## [Your goal]
Reproduce every line of the data below word for word, leaving the pictures out.

* begin *

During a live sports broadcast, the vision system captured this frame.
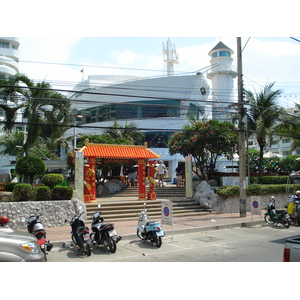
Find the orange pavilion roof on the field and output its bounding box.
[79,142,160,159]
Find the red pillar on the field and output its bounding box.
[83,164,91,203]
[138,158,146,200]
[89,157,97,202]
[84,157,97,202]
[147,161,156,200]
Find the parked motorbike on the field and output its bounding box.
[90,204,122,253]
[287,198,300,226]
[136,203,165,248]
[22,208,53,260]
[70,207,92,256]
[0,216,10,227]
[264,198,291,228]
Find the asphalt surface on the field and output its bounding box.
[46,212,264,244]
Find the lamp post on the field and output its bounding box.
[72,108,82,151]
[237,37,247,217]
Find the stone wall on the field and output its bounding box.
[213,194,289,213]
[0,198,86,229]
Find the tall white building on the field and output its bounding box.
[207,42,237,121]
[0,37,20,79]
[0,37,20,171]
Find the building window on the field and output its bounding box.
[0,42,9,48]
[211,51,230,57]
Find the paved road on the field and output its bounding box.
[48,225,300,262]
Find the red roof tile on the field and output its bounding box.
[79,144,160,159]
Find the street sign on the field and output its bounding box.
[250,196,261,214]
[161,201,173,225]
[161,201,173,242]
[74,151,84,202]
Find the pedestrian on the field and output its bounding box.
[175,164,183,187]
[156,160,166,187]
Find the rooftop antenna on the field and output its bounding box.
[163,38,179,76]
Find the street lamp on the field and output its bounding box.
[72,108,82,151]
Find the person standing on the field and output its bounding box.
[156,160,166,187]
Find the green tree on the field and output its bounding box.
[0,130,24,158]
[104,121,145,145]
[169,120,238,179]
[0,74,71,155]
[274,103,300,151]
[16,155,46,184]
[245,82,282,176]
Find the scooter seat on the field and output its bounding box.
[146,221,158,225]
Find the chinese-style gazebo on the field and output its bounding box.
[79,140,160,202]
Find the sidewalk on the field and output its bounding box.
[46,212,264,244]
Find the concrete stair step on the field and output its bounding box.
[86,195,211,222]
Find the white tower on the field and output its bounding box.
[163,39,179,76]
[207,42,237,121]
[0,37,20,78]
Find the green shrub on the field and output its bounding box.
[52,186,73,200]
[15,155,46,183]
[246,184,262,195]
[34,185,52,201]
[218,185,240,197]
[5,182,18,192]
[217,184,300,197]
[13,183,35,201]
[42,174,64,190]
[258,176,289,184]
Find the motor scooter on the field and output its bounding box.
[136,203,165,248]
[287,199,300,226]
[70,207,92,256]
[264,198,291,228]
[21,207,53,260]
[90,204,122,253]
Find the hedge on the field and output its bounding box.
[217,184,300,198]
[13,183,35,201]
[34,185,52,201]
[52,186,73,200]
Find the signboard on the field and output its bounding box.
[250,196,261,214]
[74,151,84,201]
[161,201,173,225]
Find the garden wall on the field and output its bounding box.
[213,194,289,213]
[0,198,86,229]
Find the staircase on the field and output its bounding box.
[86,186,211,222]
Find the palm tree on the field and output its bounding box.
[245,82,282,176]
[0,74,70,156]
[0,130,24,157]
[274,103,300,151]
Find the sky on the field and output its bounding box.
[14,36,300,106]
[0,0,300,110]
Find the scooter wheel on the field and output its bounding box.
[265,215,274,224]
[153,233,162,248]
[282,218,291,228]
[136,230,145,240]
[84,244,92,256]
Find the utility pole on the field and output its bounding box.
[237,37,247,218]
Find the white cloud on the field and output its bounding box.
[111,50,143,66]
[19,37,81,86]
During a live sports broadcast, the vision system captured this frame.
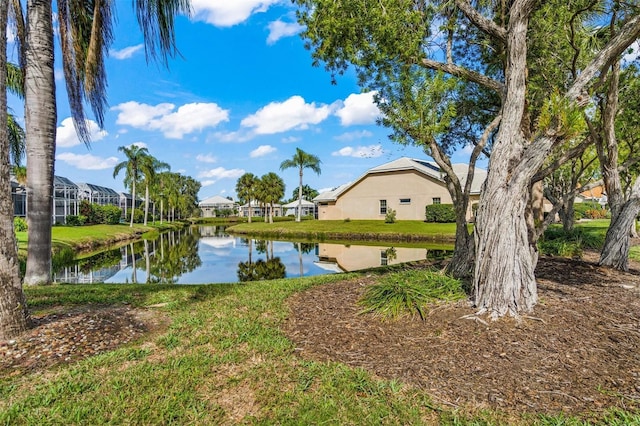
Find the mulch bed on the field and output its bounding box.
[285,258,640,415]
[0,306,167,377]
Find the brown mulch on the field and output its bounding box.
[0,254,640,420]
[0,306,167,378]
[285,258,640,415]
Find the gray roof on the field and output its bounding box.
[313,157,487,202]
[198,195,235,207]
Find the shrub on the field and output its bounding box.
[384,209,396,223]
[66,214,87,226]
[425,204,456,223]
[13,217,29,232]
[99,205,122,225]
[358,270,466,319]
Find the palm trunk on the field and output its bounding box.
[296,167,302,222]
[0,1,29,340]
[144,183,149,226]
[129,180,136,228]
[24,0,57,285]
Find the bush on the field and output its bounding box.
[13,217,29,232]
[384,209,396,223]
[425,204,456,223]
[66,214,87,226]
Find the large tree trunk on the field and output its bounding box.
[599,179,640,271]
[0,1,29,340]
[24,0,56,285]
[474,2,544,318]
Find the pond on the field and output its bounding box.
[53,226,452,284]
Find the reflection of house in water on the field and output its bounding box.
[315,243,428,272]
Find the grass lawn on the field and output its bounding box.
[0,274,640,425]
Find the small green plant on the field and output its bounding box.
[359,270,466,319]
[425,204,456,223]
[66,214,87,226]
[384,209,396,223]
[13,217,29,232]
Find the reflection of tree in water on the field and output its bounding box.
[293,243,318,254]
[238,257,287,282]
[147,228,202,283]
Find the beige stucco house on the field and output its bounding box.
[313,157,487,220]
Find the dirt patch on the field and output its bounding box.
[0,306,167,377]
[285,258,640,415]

* end *

## [Answer in full]
During a live sports broadcast, the vision system captured this frame.
Find the orange pavilion roof on the field and output its bounding box.
[79,142,160,159]
Find the red pillar on the field and output its bounding box.
[83,164,91,203]
[138,158,146,200]
[89,157,97,202]
[84,157,97,202]
[147,161,156,200]
Find the parked motorbike on the field and output its bounding box.
[90,204,122,253]
[287,198,300,226]
[136,203,165,248]
[22,208,53,260]
[70,207,92,256]
[0,216,10,227]
[264,198,291,228]
Find the asphalt surface on the field and output its bounding box.
[46,212,264,244]
Find the lamp post on the field and output its bounding box.
[72,108,82,151]
[237,37,247,217]
Find the stone wall on the field and output its bounding box.
[213,194,289,213]
[0,198,86,229]
Find the tall white building on the field and output its bounding box.
[207,42,237,121]
[0,37,20,79]
[0,37,20,171]
Find the building window on the field and output its bounding box.
[0,42,9,48]
[211,51,230,57]
Find the paved road on the field and output its bounding box.
[48,225,300,262]
Find the red roof tile on the field and output its bounding box.
[79,144,160,159]
Find the street sign on the field and output its bounding box.
[250,196,261,214]
[161,201,173,225]
[161,201,173,242]
[74,151,84,202]
Find the pedestrian on the field and output its bounding box.
[175,164,183,187]
[156,160,166,187]
Find the rooftop antenna on the field and output its bounding box.
[163,38,179,76]
Find the street lamp on the field and output its bounding box.
[72,108,82,151]
Find the person standing on the field and output its bounding box.
[156,160,166,187]
Find the green tree on the field and output its bounding box.
[0,130,24,158]
[104,121,145,145]
[169,120,238,179]
[0,74,71,155]
[274,103,300,151]
[16,155,46,184]
[245,82,282,176]
Find the scooter seat on the field and output its bounding box.
[146,221,158,225]
Find the chinese-style gazebo on the field and output its bounding box.
[79,140,160,202]
Find the sidewalk on the field and output its bounding box.
[46,212,264,244]
Find the concrete stair step on the field and output its bounding box.
[86,195,211,222]
Find the white tower on the field and output its bounding box.
[163,39,179,76]
[207,42,237,121]
[0,37,20,78]
Find the green shrub on the field and output its bounding box.
[52,186,73,200]
[15,155,46,183]
[246,184,262,195]
[34,185,52,201]
[218,185,240,197]
[5,182,18,192]
[217,184,300,197]
[13,183,35,201]
[42,174,64,190]
[258,176,289,184]
Find the motor scooter on the field and output its bounding box.
[136,203,165,248]
[287,199,300,226]
[70,207,92,256]
[264,198,291,228]
[21,207,53,260]
[90,204,122,253]
Find the hedge on the field and output its bounding box.
[217,184,300,198]
[13,183,35,201]
[34,185,52,201]
[52,186,73,200]
Find the signboard on the field and output its bounding box.
[250,196,261,214]
[74,151,84,201]
[161,201,173,225]
Find the garden wall on the field and output its bounding box.
[213,194,289,213]
[0,198,86,229]
Find the staircase on the field and output its bounding box.
[86,186,211,222]
Find the palm tree on the field and output its bounding box.
[245,82,282,176]
[0,74,70,156]
[0,130,24,157]
[274,103,300,151]
Find the sky on the field and output its bounding box.
[14,36,300,106]
[0,0,300,110]
Find the scooter wheel on the field and output its bounding box.
[265,215,274,224]
[153,233,162,248]
[282,218,291,228]
[136,230,145,240]
[84,244,92,256]
Find the utility pole on the field and output its bounding box.
[237,37,247,218]
Find the white cloud on the field and output its bounding box.
[111,50,143,66]
[19,37,81,86]
During a live sports broadcast, the vision system captured this frame.
Find the mulch bed on the field and output its bounding box.
[285,258,640,415]
[0,306,167,377]
Find the brown mulch on the field and output its bounding box.
[0,254,640,420]
[0,306,167,378]
[285,258,640,415]
Find the gray roof on the field and output its bounding box.
[313,157,487,202]
[198,195,235,207]
Find the shrub on the field and output its bounding box.
[384,209,396,223]
[66,214,87,226]
[425,204,456,223]
[13,217,29,232]
[99,205,122,225]
[358,270,466,319]
Find the palm trunk on the field and output its bounding box.
[296,167,302,222]
[0,1,29,340]
[144,183,149,226]
[129,180,136,228]
[24,0,57,285]
Find the bush on the field and output its bounding box.
[13,217,29,232]
[384,209,396,223]
[425,204,456,223]
[66,214,87,226]
Find the large tree trunk on the field and output its bounding box.
[599,179,640,271]
[0,1,29,340]
[24,0,56,285]
[474,2,544,318]
Find the pond on the field and output its bounding box.
[53,226,452,284]
Find the reflection of house in water on the field and output its bounding box.
[315,243,428,272]
Find the grass lawn on the field and output its bounding box.
[0,274,640,425]
Find the small green plant on the field and output its bounding box.
[359,270,466,319]
[425,204,456,223]
[66,214,87,226]
[384,209,396,223]
[13,217,29,232]
Find the reflection of tree in water on the field and output its bounding box.
[293,243,318,254]
[238,257,287,282]
[147,228,202,283]
Find the beige stucco house on the field and output its bounding box.
[313,157,487,220]
Find the dirt patch on the field and output its bounding box.
[0,306,167,377]
[285,258,640,415]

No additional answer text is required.